AVAILABLE RECORDS —
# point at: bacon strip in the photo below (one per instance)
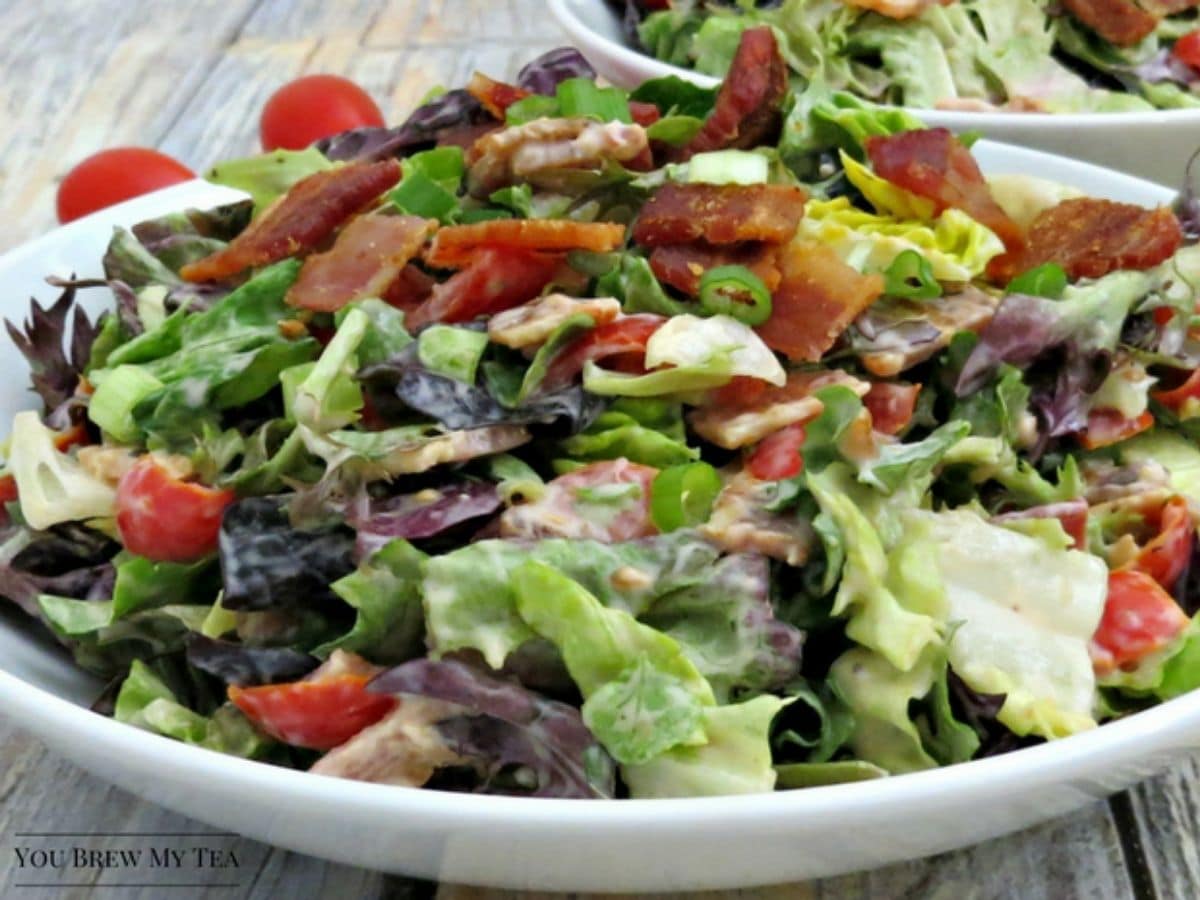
(365, 259)
(1122, 22)
(817, 299)
(301, 220)
(496, 96)
(682, 265)
(1090, 238)
(933, 163)
(459, 245)
(719, 214)
(749, 106)
(498, 279)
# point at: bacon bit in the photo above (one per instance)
(1122, 22)
(898, 9)
(682, 265)
(719, 214)
(411, 288)
(749, 106)
(496, 96)
(459, 245)
(301, 220)
(498, 279)
(365, 259)
(817, 299)
(745, 421)
(1091, 238)
(933, 163)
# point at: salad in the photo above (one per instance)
(569, 443)
(1015, 55)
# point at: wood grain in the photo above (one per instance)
(191, 78)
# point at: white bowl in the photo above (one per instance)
(1153, 145)
(543, 844)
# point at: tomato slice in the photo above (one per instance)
(891, 406)
(1139, 619)
(778, 456)
(1165, 558)
(627, 335)
(113, 175)
(166, 519)
(1108, 426)
(312, 108)
(1187, 49)
(318, 714)
(1183, 400)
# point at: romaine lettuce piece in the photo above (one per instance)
(1023, 623)
(52, 486)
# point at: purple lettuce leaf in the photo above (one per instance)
(545, 73)
(508, 726)
(420, 515)
(247, 666)
(54, 363)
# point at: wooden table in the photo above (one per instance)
(190, 78)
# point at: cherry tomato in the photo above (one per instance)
(319, 714)
(1108, 426)
(627, 335)
(1139, 618)
(891, 406)
(113, 175)
(315, 107)
(778, 456)
(1187, 49)
(1183, 400)
(165, 519)
(1165, 558)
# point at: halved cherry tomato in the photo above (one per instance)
(627, 335)
(1139, 618)
(165, 519)
(113, 175)
(1183, 400)
(1187, 49)
(778, 456)
(1165, 558)
(319, 714)
(315, 107)
(891, 406)
(1108, 426)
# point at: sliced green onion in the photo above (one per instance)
(736, 292)
(582, 96)
(535, 106)
(683, 496)
(1048, 281)
(729, 167)
(421, 196)
(911, 277)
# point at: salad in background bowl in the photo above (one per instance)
(577, 444)
(1132, 108)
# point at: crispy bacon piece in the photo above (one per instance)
(817, 299)
(498, 279)
(1090, 238)
(933, 163)
(1122, 22)
(496, 96)
(301, 220)
(719, 214)
(459, 245)
(682, 265)
(749, 106)
(411, 288)
(365, 259)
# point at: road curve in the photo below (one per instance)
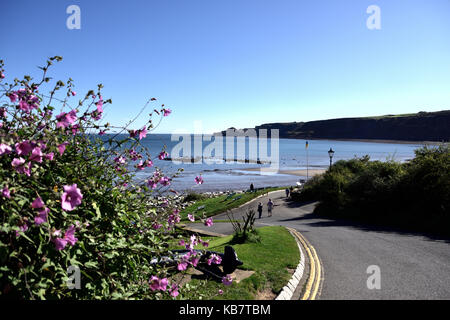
(412, 266)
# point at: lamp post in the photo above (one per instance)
(330, 153)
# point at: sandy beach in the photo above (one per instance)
(299, 172)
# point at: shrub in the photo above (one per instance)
(68, 198)
(413, 194)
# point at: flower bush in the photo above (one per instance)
(68, 197)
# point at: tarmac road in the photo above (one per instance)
(411, 266)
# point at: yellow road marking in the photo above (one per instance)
(314, 280)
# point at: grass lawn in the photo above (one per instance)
(216, 205)
(270, 259)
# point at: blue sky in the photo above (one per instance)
(239, 62)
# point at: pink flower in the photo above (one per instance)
(227, 280)
(23, 227)
(204, 243)
(152, 184)
(195, 261)
(174, 290)
(142, 133)
(162, 155)
(5, 149)
(120, 160)
(198, 180)
(158, 284)
(66, 119)
(214, 258)
(17, 162)
(209, 222)
(99, 105)
(156, 226)
(37, 203)
(62, 148)
(166, 112)
(42, 216)
(36, 155)
(24, 106)
(60, 243)
(154, 283)
(132, 133)
(13, 96)
(71, 197)
(23, 148)
(6, 193)
(49, 156)
(163, 284)
(165, 181)
(182, 266)
(69, 235)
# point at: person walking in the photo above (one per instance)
(269, 207)
(259, 210)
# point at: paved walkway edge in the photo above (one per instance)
(288, 290)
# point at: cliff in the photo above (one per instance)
(422, 126)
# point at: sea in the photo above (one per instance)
(287, 154)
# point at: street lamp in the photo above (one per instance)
(330, 153)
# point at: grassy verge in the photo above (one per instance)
(270, 259)
(216, 205)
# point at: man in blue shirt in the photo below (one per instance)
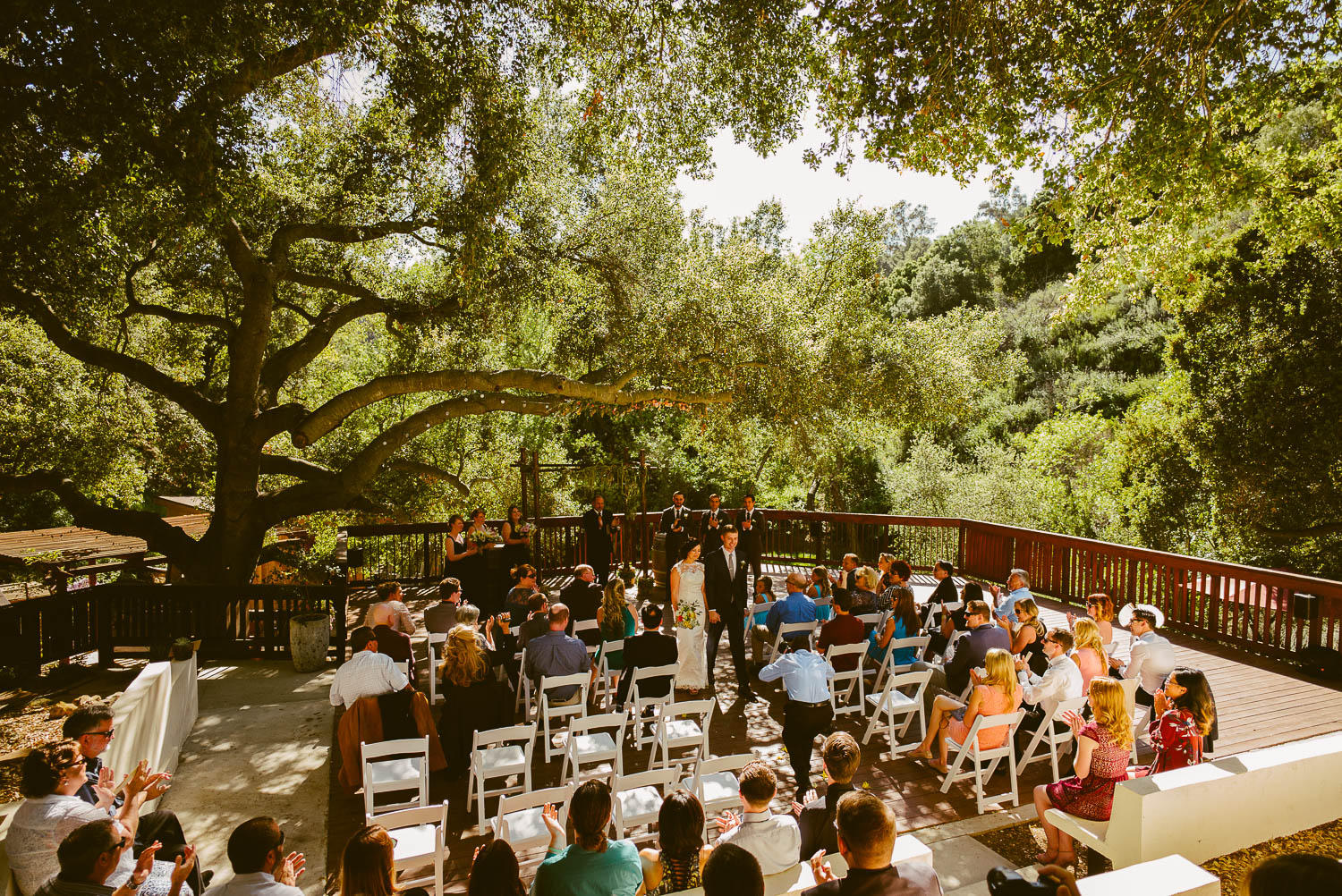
(1017, 589)
(805, 675)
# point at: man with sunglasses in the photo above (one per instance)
(91, 727)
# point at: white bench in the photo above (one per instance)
(1169, 876)
(909, 850)
(1218, 807)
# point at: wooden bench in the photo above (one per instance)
(1218, 807)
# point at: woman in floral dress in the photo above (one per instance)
(689, 606)
(1102, 750)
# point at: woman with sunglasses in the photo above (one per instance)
(53, 775)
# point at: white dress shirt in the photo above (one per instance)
(773, 840)
(1151, 660)
(367, 675)
(1062, 680)
(252, 884)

EXERCISE DESCRIPTION —
Every line from the one containing "# point at: man in" through the end of the entries above, both included, should be extracted exactly, with pictures left out.

FINAL RESULT —
# point at: man in blue shirt in the photo below (one per instance)
(1017, 589)
(805, 675)
# point at: man with sunglasses in the photo above (one per instance)
(91, 727)
# point at: white bench in the photo above (one per instance)
(1169, 876)
(909, 850)
(1218, 807)
# point at: wooden bench in the photo above (one per instance)
(1218, 807)
# point at: woman in floral dress in the photo above (one per instance)
(689, 606)
(1102, 750)
# point at: woman with sunglasses in the photo above (one per instance)
(53, 775)
# point at: white dress shirt in the photo above (one per instance)
(773, 840)
(1151, 660)
(367, 675)
(1062, 680)
(252, 884)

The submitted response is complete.